Kopieren Sie aus dem unten stehenden Text über Impfdurchbrüche wortgetreu den Abschnitt von „Ein Impfdurchbruch gilt“ bis einschließlich „wegnehmen, ihre Fakten-Basis.“.

VORGEGEBENER TEXT:
►

Ich habe sowohl das deutsche RKI als auch die österreichische AGES gebeten, mir diese Frage zu beantworten. Beide verwiesen mich nur auf die allgemeine Definition des Impfdurchbruchs. - Und dort steht das eben NICHT drin.

Ein Impfdurchbruch gilt nur "mit klinischer Symptomatik" als Versagen der Impfung

Mit diesen Tricks gelingt es bislang, die Öffentlichkeit zu täuschen und - so recht und schlecht - den Impf-Werbeslogan von der "Pandemie der Ungeimpften" aufrecht zu halten. 

Dazu trägt auch bei, dass viele Journalisten sofort den Umkehrschluss ziehen - und z.B. bei "6% Impfdurchbrüchen auf Intensivstationen" folgern: "94% der Intensivpatienten sind ungeimpft". 

Fake News am Beispiel ZDF

Sie vergessen dabei jedoch, dass im großen Topf der Nicht-Impfdurchbrüche auch Patienten ohne Symptome, Teilgeimpfte sowie Personen, bei denen der Impfstatus unbekannt ist, mitgezählt werden. Und damit kann sich der Anteil der angeblich ungeimpften mehr als halbieren. 

Damit verlieren dann auch die zahlreichen Hetzartikel gegen Ungeimpfte, welche Krebs- und sonstigen Patienten die Betten wegnehmen, ihre Fakten-Basis.

◄

(Gespeicherte Einträge)
►

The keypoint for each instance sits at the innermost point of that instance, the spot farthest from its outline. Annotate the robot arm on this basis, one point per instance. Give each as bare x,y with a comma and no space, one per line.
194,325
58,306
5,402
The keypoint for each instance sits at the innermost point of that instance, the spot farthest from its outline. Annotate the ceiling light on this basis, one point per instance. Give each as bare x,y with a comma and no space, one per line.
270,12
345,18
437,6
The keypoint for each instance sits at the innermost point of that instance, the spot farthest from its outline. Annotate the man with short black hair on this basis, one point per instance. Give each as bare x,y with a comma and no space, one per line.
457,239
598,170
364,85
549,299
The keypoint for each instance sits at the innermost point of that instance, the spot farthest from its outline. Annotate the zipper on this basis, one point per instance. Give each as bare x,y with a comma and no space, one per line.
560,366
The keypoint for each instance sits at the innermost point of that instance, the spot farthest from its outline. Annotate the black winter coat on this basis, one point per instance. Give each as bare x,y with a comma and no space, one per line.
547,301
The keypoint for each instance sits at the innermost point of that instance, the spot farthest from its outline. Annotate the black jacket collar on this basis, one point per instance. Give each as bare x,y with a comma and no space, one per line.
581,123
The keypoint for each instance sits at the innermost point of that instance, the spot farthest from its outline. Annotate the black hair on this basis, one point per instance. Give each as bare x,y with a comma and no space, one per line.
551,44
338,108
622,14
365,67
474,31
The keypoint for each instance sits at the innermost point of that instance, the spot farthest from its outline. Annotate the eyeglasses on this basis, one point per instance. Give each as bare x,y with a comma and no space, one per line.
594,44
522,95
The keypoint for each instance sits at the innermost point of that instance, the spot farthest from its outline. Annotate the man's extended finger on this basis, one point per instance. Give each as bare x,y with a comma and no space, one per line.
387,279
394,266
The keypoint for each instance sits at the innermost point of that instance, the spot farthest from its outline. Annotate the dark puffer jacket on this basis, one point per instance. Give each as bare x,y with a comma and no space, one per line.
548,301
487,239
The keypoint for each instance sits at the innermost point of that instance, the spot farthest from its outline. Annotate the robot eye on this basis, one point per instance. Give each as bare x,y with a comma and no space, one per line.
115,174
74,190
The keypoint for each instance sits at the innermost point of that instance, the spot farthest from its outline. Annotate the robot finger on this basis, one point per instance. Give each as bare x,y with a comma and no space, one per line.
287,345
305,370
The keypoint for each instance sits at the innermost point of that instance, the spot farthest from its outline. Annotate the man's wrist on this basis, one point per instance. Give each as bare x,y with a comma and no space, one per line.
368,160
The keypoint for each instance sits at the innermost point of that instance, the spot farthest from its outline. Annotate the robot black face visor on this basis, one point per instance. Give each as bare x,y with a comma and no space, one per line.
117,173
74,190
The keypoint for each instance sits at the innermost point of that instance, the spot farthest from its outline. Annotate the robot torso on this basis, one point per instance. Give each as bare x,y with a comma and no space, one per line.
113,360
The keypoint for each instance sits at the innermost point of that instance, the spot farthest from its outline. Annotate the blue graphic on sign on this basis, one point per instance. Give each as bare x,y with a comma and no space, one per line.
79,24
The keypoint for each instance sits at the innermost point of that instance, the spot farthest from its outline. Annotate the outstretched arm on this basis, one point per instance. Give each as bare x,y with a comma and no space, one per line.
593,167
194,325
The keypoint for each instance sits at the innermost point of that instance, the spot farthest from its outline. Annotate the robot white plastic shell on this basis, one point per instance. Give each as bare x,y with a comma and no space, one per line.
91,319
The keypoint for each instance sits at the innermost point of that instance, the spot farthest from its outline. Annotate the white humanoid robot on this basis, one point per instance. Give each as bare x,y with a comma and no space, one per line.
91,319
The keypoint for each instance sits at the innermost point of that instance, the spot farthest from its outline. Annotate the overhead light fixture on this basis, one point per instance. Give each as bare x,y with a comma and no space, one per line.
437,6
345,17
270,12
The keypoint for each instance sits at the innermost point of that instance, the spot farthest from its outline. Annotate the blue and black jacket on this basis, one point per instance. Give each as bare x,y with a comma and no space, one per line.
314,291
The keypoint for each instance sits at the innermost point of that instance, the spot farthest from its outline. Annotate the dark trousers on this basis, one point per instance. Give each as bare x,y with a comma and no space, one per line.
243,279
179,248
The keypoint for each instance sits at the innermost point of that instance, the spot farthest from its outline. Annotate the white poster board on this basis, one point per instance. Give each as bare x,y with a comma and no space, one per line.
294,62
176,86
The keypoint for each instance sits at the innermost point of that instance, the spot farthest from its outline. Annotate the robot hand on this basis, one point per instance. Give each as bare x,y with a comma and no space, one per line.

◄

ANTWORTFELD:
Ein Impfdurchbruch gilt nur "mit klinischer Symptomatik" als Versagen der Impfung

Mit diesen Tricks gelingt es bislang, die Öffentlichkeit zu täuschen und - so recht und schlecht - den Impf-Werbeslogan von der "Pandemie der Ungeimpften" aufrecht zu halten. 

Dazu trägt auch bei, dass viele Journalisten sofort den Umkehrschluss ziehen - und z.B. bei "6% Impfdurchbrüchen auf Intensivstationen" folgern: "94% der Intensivpatienten sind ungeimpft". 

Fake News am Beispiel ZDF

Sie vergessen dabei jedoch, dass im großen Topf der Nicht-Impfdurchbrüche auch Patienten ohne Symptome, Teilgeimpfte sowie Personen, bei denen der Impfstatus unbekannt ist, mitgezählt werden. Und damit kann sich der Anteil der angeblich ungeimpften mehr als halbieren. 

Damit verlieren dann auch die zahlreichen Hetzartikel gegen Ungeimpfte, welche Krebs- und sonstigen Patienten die Betten wegnehmen, ihre Fakten-Basis.